Task description | Retype the following records exactly and exclude the pictures.

----

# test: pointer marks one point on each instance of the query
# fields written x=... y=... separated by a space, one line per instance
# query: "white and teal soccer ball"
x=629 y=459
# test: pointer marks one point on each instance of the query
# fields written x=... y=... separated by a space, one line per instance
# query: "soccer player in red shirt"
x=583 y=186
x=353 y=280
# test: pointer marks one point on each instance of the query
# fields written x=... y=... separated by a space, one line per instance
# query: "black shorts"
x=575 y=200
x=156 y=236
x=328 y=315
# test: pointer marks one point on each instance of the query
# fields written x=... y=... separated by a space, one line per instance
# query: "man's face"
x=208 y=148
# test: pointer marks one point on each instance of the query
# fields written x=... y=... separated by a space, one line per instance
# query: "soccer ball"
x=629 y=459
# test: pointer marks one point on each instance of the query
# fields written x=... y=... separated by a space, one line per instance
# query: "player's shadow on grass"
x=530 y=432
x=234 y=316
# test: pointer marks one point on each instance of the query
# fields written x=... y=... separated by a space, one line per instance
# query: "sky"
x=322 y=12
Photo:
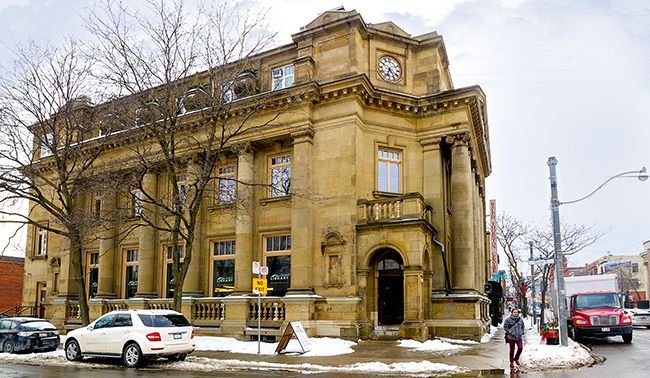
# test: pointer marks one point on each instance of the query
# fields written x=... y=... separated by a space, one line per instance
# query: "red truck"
x=595 y=308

----

Solution to this exercise |
# test: pointer marks one point on each instance of the query
# fields written x=... y=... separated by a space, one line per instance
# query: "white and teal soccer ball"
x=629 y=459
# test: pointer marks one point on each instance of the query
# fields written x=... y=... separated by a space, one line per instance
# query: "soccer player in red shirt"
x=583 y=186
x=353 y=280
# test: pointer marks one point on each instance of the query
# fields written x=... y=... separated by a space, one line per instance
# query: "black shorts"
x=575 y=200
x=156 y=236
x=328 y=315
# test: pointer marks one point on each instance of the query
# fields written x=... y=... separated by a space, one line per instance
# query: "man's face"
x=208 y=148
# test: pointer marks one point on each instance of the query
# fields written x=... y=... separated by a space, one line per instance
# query: "soccer ball"
x=629 y=459
# test: pointer marks one point on each instance of the query
# fields written x=... y=... separated by a space, one line per instance
# query: "player's shadow on grass"
x=530 y=432
x=234 y=316
# test: pointer marks one point on each instance of the query
# fields written x=... y=... separated by a space, one line per instance
# query: "sky"
x=322 y=12
Photo:
# test: pointer marks one point on each instance of the query
# fields written x=... y=... separated by a space, one line per instance
# query: "red truck"
x=595 y=308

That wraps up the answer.